[MATERIAL FOR THIS EXERCISE]
------
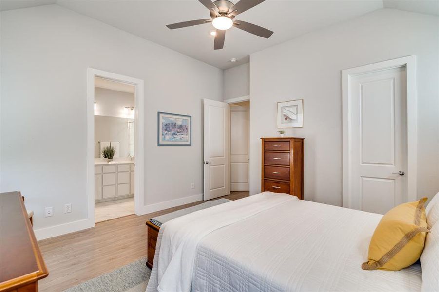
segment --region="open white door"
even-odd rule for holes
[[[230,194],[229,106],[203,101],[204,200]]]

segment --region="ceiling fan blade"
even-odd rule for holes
------
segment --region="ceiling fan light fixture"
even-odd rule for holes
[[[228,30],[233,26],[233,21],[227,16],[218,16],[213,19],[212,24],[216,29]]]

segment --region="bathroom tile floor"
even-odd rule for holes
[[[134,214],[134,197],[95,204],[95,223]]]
------
[WHAT IS BEING ASKED]
Select every line in the entries that contains the word "segment", matching case exactly.

[TASK RESPONSE]
segment --region="open white door"
segment --region="ceiling fan blade"
segment --region="ceiling fan light fixture"
segment --region="bathroom tile floor"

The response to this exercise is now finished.